(Passage proposé)
▼

Passer au contenu

iOS 12 : comment Apple se complique la vie pour protéger vos données personnelles

Apple met souvent en avant le fait qu’il n’exploite pas les informations récoltées sur les utilisateurs de ses produits. On connaît mal les mesures prises par la marque pour y parvenir, pourtant celles-ci sont parfois draconiennes.

Apple ne cherche pas à collecter les données de ses clients. Cette assertion peut paraître étrange pour une société qui a vendu plus de deux milliards d’appareils iOS et qui a donc clairement les moyens de tout savoir de notre vie privée. Pourtant, la marque le rappelle régulièrement.

A l’occasion d’une session organisée par le géant américain sur le sujet de la vie privée et de la protection des données de ses utilisateurs, Apple a surfé sur cette bonne image tout en nous permettant aussi d’en savoir un peu plus sur les moyens mis en œuvre pour se passer de nos données ou les anonymiser au mieux s’il est obligé de les collecter pour le bon fonctionnement d’une application. 

L’un des piliers de cette approche est la « differential privacy » ou confidentialité différentielle, exposée lors de la WWDC 2016 et sur laquelle nous sommes déjà revenus plusieurs fois en profondeur. Le principe est simple : on ajoute du bruit (c’est-à-dire des informations aléatoires) aux données récupérées sur les appareils avant de les envoyer sur les serveurs d’Apple. Il permet de traiter les données nécessaires au fonctionnement d’un service, sans pour autant savoir à qui elles appartiennent.

Pas de connexion aux applications

Pour ne pas savoir qui envoie des données, le mieux est encore de ne pas demander d’identification à un compte au sein des applications. C’est ainsi que ni Plans, ni Siri, ni Safari ne demandent par exemple de « sign-in » pour être utilisés. Concrètement, dans l’application de cartographie, la position, le trajet et la destination de l’utilisateur sont envoyées séparément sur les serveurs d’Apple et surtout marqués chacun d’un identifiant aléatoire qui ne peut être lié à aucun compte Apple ID.

▲

(Les données)

▼

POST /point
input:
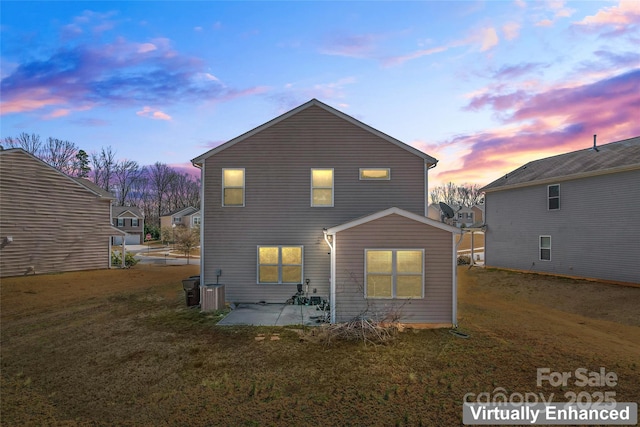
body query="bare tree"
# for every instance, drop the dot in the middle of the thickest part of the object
(457, 195)
(81, 167)
(126, 178)
(160, 177)
(60, 154)
(184, 191)
(104, 164)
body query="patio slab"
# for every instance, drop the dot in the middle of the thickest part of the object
(272, 315)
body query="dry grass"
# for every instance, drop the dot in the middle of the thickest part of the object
(118, 347)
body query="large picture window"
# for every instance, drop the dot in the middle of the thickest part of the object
(321, 187)
(280, 264)
(233, 187)
(553, 193)
(394, 273)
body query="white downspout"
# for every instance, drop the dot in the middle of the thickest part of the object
(332, 292)
(454, 302)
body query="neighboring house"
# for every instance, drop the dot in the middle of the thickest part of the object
(575, 214)
(186, 217)
(315, 196)
(464, 216)
(50, 222)
(130, 220)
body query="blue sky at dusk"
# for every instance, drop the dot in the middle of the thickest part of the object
(482, 86)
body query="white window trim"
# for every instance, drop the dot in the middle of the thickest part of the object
(540, 248)
(375, 179)
(244, 191)
(554, 197)
(280, 265)
(333, 187)
(394, 274)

▲

(Travail à faire)
1. Résumez le passage proposé en deux phrases.
2. Repérez dans le listing toutes les lignes qui contiennent la chaîne « body », puis recopiez-les.
Le passage proposé et le listing proviennent de sources différentes.

(Corrigé de l'exercice)
1. Apple affirme ne pas chercher à collecter les données de ses clients et s'appuie notamment sur la confidentialité différentielle, qui ajoute du bruit aux données avant de les envoyer sur ses serveurs. Plans, Siri et Safari ne demandent pas de connexion à un compte, et dans Plans la position, le trajet et la destination sont envoyés séparément, chacun marqué d'un identifiant aléatoire qui ne peut être lié à aucun compte Apple ID.

2.
body query="bare tree"
body query="patio slab"
body query="dry grass"
body query="large picture window"
body query="white downspout"
body query="neighboring house"
body query="blue sky at dusk"
body query="white window trim"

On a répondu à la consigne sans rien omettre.